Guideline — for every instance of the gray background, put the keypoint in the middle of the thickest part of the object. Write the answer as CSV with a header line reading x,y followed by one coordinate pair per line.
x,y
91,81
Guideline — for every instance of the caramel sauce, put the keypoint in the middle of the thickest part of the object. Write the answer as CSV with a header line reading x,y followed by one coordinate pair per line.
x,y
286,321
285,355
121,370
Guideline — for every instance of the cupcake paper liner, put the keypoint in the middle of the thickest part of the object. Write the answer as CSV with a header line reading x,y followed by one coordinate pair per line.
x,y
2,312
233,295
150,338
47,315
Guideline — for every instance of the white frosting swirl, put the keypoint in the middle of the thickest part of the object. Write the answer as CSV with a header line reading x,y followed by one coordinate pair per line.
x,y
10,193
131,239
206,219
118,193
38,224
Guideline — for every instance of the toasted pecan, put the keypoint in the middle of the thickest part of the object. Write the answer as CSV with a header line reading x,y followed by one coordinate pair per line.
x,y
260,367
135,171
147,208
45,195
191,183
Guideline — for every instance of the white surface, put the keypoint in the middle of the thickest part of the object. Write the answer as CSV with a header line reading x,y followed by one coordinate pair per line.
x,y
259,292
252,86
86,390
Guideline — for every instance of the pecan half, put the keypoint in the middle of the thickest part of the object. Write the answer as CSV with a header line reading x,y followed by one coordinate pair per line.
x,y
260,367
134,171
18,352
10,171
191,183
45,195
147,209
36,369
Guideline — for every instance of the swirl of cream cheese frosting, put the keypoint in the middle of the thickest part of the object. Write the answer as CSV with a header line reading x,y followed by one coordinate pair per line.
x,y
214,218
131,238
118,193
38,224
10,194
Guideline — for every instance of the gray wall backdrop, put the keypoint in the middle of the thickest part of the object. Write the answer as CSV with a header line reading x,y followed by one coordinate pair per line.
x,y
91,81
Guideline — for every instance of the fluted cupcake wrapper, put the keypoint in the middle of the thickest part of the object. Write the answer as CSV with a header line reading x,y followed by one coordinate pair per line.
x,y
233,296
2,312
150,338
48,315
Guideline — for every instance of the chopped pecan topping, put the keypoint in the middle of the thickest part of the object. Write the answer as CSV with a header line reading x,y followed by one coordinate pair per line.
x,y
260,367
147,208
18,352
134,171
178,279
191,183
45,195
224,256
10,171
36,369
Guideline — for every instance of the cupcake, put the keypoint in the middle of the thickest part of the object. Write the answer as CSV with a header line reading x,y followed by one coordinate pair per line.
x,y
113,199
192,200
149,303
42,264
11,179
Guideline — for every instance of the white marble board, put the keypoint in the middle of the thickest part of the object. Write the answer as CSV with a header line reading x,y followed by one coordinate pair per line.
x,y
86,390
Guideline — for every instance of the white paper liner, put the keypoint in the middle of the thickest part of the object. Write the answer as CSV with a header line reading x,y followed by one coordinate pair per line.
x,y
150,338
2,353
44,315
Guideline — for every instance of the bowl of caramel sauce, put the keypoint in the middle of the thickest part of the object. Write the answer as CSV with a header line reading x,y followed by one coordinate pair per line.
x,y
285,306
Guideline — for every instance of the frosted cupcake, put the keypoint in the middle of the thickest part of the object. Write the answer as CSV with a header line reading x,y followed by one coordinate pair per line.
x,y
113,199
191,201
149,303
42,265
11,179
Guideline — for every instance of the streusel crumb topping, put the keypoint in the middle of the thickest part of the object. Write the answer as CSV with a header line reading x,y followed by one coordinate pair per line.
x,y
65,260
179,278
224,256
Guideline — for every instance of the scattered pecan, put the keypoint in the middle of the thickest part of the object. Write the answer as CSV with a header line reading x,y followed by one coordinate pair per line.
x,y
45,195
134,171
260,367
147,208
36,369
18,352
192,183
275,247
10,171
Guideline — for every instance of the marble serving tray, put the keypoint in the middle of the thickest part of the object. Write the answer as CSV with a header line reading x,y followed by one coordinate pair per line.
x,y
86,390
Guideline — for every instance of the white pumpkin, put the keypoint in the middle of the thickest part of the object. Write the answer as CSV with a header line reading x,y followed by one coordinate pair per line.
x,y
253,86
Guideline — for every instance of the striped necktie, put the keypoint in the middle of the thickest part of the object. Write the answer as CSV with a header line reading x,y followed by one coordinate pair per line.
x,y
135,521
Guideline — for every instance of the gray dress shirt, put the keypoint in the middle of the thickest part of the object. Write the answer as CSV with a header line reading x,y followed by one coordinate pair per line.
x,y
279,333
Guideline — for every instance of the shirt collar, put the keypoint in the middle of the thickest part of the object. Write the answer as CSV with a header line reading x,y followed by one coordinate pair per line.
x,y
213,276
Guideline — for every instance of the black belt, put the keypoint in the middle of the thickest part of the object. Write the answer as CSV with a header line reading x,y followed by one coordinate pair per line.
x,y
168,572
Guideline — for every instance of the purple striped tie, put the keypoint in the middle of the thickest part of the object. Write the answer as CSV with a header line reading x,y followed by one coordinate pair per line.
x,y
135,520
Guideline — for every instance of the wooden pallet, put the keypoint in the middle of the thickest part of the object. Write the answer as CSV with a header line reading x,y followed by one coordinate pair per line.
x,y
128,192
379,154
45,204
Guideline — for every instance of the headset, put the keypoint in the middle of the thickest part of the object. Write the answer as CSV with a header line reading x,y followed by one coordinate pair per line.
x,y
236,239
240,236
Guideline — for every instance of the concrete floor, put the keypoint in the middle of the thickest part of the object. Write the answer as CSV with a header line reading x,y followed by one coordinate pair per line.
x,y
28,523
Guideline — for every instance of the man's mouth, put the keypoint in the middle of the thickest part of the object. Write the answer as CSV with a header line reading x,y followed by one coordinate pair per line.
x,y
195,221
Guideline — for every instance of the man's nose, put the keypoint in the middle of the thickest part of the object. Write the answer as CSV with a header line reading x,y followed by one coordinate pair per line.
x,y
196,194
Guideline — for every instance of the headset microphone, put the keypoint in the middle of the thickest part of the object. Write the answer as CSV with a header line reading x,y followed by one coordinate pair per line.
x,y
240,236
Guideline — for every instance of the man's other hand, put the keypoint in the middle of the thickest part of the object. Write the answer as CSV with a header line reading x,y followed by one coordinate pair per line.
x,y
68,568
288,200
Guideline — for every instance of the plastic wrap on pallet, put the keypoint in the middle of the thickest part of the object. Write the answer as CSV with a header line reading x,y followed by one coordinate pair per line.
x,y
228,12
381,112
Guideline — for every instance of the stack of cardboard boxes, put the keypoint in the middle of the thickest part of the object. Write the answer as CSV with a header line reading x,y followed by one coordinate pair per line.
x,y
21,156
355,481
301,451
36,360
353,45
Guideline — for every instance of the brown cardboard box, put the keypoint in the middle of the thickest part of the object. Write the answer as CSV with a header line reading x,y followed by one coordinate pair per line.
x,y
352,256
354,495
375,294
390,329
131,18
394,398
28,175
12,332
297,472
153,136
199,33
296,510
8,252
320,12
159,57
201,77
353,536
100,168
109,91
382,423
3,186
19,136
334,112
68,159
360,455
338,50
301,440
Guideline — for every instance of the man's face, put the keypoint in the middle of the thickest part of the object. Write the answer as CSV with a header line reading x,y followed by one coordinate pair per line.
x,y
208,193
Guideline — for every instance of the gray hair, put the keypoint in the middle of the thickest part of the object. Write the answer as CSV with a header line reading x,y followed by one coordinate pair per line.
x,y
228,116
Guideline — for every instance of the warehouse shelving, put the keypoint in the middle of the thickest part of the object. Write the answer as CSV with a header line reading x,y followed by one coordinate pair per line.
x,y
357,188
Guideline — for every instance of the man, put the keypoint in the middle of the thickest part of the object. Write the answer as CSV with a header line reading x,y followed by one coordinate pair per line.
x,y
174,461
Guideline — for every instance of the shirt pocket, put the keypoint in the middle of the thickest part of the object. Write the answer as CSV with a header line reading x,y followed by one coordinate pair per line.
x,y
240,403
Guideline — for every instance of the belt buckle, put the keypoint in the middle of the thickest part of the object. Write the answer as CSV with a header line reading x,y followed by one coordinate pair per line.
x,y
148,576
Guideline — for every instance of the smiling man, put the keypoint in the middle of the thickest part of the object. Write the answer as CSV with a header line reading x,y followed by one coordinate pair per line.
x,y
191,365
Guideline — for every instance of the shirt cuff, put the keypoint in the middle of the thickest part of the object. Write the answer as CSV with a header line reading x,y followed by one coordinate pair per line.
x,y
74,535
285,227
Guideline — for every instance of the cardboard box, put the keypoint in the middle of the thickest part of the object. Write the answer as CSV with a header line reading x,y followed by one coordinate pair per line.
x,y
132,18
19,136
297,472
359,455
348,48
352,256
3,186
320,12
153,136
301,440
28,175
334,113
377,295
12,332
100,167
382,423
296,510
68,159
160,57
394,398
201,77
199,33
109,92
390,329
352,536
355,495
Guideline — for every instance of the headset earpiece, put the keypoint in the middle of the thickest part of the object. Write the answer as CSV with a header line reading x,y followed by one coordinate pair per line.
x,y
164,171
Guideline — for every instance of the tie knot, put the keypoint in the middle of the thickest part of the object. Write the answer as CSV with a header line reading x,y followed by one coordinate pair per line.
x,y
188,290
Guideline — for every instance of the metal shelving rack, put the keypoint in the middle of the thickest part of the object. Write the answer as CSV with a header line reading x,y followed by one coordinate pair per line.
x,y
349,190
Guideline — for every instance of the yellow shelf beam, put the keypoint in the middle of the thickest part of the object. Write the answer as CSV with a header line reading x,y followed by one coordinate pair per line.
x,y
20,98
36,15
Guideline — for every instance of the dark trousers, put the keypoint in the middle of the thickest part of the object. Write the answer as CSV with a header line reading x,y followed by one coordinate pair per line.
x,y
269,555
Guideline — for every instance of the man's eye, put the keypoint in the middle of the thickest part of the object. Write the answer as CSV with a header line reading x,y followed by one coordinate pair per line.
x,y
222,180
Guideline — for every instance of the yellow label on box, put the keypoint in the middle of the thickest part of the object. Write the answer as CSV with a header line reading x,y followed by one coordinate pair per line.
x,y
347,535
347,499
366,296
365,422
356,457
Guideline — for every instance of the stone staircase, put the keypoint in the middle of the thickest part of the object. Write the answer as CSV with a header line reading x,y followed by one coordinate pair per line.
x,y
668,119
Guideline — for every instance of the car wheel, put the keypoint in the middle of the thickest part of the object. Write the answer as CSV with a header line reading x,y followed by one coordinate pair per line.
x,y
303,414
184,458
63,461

## Required action
From the "Guideline — for every instance of the car wheel, put" line to the close of the listing, restate each line word for word.

## Response
Guideline — for every instance of the car wheel, put the keypoint in the middle of the thickest part of the object. Write the answer as CSV with a header line reading x,y followed by one coordinate pair per line.
x,y
303,414
184,458
63,461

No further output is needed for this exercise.